— TEXTO FORNECIDO —
A história da literatura infantojuvenil é formada também por toda uma fauna de animais vistos como sujos, perigosos, nojentos e marginais pelo senso comum. São ratos, porcos, baratas, aranhas e outras espécies que geralmente acabam se mostrando personagens para lá de interessantes, já que são capazes de produzir um dos efeitos literários mais eficazes —a quebra de expectativas.

Ilustração de 'As Aventuras de Vitório', de Veridiana Scarpelli
Protagonista de 'As Aventuras de Vitório', da ilustradora Veridiana Scarpelli - Divulgação

Afinal, a gente espera ver um porco sujo e besuntado de lama, mas o Marquês de Rabicó ostenta um título de nobreza em "Reinações de Narizinho", de Monteiro Lobato, por exemplo. Não é preciso se estender aqui sobre a má fama das baratas, só que a famosa Carochinha "tem fita no cabelo e dinheiro na caixinha" pelo menos desde 1894, quando Alberto Figueiredo Pimentel publicou "Contos da Carochinha", tornando-se quase sinônimo de literatura infantojuvenil no Brasil. A lista das surpresas continua e é quase infinita.

Esses estranhamentos —ou desfamiliarizações, como alguns preferem chamar— costumam pegar os leitores no contrapé e ser o pulo do gato (ou do rato, se quisermos entrar na brincadeira) de muitas histórias. É o caso de dois lançamentos para crianças pequenas que acabam de chegar às livrarias.

O primeiro é "As Aventuras de Vitório", no qual a ilustradora Veridiana Scarpelli conta a história do porco que dá título ao livro em três partes, sempre com ilustrações multicoloridas e nenhuma palavra.

Com todas as patas no nonsense, as narrativas visuais estão recheadas de surpresas. Pode esquecer a ideia do porco imundo ou os clichês ligados a "Os Três Porquinhos". Vitório é fofo, veste uma camisetinha listrada e participa de aventuras com um misto de coragem, curiosidade e inocência.

— ENUNCIADO A —
No texto sobre literatura infantojuvenil, que roupa veste o porco Vitório?
As entradas não têm relação com o texto.

Registros de coordenadas anotados:
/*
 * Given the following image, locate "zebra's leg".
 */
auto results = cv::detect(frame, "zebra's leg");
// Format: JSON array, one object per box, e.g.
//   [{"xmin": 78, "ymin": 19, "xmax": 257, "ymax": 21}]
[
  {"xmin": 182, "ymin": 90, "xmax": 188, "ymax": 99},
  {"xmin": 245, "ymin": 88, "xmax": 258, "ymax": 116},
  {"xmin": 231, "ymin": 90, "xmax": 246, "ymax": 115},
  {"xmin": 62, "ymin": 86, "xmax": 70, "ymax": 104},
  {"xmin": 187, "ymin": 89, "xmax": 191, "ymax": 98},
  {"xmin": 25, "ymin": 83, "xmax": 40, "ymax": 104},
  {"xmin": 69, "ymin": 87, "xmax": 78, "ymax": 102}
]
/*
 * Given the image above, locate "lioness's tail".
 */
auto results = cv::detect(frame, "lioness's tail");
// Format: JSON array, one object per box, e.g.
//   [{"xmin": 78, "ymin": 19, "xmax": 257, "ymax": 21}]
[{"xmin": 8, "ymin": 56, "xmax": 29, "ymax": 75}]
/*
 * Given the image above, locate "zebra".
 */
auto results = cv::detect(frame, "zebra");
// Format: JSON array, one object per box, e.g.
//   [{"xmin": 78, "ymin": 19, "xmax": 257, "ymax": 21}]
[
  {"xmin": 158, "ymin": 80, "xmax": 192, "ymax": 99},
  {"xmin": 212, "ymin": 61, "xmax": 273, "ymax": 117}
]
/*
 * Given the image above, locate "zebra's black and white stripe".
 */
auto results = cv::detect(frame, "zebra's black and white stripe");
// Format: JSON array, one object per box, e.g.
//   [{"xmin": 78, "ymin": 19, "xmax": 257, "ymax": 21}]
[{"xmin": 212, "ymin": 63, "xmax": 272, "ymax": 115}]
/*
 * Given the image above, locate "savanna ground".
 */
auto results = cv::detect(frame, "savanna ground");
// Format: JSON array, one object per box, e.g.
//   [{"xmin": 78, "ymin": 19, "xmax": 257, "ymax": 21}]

— ENUNCIADO B —
Devolva cada linha das entradas que contenha a palavra "Given", levando em conta maiúsculas e minúsculas.

— RESPOSTA ESPERADA A —
Uma camisetinha listrada.

— RESPOSTA ESPERADA B —
 * Given the following image, locate "zebra's leg".
 * Given the image above, locate "lioness's tail".
 * Given the image above, locate "zebra".
 * Given the image above, locate "zebra's black and white stripe".
 * Given the image above, locate "savanna ground".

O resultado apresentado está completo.